[Saved entries]
◆ ◆ ◆ ◆

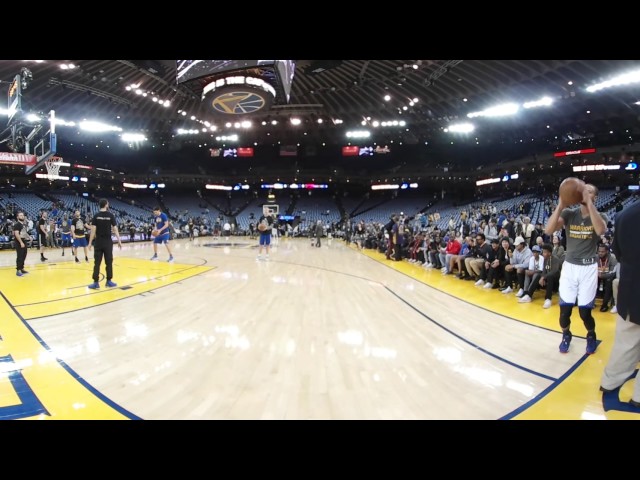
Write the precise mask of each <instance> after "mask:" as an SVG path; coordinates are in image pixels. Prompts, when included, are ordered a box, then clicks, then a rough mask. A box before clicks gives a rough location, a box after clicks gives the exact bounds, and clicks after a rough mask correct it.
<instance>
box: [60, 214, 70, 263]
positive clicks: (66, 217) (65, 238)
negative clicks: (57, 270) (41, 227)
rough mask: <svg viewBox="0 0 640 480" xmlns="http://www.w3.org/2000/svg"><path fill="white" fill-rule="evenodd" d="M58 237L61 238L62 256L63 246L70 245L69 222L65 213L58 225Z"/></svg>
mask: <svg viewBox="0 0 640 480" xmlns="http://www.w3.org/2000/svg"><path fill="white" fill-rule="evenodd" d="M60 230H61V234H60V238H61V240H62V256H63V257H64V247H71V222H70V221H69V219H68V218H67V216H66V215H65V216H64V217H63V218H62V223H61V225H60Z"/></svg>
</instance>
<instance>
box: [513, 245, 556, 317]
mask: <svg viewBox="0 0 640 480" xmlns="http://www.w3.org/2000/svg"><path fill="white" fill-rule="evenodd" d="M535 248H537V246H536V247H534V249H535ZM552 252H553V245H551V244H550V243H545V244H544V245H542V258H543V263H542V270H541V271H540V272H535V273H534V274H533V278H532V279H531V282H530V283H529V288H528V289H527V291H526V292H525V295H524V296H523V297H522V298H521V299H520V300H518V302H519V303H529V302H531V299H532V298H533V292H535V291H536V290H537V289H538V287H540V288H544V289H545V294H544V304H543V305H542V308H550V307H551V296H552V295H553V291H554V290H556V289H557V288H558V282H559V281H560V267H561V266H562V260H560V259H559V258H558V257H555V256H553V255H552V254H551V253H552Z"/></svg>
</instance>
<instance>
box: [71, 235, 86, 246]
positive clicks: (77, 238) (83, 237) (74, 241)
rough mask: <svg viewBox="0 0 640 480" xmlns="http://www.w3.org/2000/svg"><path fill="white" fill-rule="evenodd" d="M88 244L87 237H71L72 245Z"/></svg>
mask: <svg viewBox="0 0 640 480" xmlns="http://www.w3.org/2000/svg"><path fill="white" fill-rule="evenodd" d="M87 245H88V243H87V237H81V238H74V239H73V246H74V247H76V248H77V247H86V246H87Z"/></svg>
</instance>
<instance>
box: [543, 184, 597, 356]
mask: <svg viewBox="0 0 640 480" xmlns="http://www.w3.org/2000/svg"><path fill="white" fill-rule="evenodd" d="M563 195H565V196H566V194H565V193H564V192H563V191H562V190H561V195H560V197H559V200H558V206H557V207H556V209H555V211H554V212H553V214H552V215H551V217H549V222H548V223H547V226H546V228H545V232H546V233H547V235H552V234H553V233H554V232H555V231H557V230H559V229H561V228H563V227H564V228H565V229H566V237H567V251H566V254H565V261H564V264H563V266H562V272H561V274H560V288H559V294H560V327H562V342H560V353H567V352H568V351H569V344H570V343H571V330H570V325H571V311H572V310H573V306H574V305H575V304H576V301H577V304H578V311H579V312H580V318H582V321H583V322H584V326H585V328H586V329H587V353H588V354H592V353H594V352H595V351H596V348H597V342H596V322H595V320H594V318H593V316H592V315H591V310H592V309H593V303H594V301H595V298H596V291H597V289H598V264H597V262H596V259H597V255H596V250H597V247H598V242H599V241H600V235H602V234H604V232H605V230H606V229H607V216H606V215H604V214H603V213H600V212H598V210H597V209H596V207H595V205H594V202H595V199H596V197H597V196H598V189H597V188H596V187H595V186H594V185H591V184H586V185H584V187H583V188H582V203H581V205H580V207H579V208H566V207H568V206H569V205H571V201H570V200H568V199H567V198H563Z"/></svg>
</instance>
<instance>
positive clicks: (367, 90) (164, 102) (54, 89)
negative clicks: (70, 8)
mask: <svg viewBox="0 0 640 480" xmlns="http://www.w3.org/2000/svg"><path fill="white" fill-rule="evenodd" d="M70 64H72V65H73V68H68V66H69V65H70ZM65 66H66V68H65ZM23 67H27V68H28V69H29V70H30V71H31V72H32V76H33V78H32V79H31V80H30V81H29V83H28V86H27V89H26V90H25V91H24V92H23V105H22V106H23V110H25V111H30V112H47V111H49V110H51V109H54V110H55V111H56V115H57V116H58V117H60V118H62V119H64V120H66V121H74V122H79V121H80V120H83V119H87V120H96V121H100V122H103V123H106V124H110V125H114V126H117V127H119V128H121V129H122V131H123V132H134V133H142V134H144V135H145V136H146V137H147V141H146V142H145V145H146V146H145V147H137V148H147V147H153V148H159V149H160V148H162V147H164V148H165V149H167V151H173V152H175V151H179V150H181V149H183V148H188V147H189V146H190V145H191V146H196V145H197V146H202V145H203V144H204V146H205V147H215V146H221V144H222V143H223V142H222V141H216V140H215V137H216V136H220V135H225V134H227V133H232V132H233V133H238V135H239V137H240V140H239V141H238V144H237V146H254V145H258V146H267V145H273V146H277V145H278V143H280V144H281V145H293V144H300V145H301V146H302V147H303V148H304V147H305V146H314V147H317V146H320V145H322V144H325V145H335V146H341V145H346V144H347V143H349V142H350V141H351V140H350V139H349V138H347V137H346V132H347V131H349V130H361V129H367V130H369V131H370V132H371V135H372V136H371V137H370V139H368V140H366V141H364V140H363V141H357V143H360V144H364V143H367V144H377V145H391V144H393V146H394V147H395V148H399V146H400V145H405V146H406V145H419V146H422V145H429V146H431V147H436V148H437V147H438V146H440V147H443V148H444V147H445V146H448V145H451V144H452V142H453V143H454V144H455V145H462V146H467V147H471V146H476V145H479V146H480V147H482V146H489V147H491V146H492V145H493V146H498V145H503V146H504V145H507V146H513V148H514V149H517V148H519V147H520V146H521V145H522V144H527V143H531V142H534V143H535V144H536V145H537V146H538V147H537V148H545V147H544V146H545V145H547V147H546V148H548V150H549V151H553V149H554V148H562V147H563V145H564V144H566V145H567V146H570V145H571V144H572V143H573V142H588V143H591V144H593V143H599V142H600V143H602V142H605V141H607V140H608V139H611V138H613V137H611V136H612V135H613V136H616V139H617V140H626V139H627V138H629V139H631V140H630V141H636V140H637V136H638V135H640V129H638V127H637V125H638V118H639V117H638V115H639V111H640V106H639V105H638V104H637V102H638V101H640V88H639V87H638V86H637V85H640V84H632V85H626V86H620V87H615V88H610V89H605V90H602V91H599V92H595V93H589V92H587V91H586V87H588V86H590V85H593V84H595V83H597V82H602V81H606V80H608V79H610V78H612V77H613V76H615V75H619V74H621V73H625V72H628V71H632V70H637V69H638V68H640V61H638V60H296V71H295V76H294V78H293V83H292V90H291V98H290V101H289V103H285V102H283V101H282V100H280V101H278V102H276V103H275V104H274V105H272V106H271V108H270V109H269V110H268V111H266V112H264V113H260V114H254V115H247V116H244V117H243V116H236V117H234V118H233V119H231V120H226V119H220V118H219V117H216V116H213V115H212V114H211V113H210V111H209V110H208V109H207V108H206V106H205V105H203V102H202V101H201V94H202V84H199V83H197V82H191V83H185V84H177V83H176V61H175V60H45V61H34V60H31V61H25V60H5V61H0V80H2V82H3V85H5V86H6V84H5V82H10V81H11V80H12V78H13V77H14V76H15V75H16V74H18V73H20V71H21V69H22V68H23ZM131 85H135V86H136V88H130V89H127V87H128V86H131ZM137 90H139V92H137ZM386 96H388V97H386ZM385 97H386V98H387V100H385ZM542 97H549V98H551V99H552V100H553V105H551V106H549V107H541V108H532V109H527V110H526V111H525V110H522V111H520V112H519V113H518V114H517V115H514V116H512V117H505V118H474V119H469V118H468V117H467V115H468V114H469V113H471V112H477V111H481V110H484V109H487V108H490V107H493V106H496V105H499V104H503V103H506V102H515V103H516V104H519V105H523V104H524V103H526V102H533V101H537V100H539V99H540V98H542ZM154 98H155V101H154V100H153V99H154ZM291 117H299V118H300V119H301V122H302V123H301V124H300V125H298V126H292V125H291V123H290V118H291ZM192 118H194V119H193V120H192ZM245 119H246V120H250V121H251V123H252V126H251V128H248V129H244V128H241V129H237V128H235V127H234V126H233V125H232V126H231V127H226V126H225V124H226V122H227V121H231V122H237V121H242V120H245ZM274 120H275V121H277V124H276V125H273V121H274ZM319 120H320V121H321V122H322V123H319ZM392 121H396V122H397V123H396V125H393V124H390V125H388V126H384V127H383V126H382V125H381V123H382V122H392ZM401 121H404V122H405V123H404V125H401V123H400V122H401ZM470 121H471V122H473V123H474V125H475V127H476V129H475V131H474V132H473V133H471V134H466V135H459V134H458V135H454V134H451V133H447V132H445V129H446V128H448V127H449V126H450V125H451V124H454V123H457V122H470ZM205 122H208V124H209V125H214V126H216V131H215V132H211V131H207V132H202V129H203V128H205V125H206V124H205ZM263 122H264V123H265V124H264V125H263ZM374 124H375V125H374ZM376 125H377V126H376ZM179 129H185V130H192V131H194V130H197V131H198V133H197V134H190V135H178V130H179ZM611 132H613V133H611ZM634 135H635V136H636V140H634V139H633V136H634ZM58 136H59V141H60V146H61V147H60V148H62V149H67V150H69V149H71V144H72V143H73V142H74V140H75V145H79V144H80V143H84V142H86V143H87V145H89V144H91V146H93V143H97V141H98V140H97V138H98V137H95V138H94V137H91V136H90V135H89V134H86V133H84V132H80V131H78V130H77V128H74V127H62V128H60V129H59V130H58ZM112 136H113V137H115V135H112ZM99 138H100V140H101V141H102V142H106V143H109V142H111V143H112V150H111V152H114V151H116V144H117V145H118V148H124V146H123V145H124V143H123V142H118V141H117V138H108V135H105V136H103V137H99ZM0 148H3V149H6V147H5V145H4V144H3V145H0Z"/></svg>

◆ ◆ ◆ ◆

## Work instructions
What must be returned is only the number of lines in the records that hold the word "positive".

## Written answer
3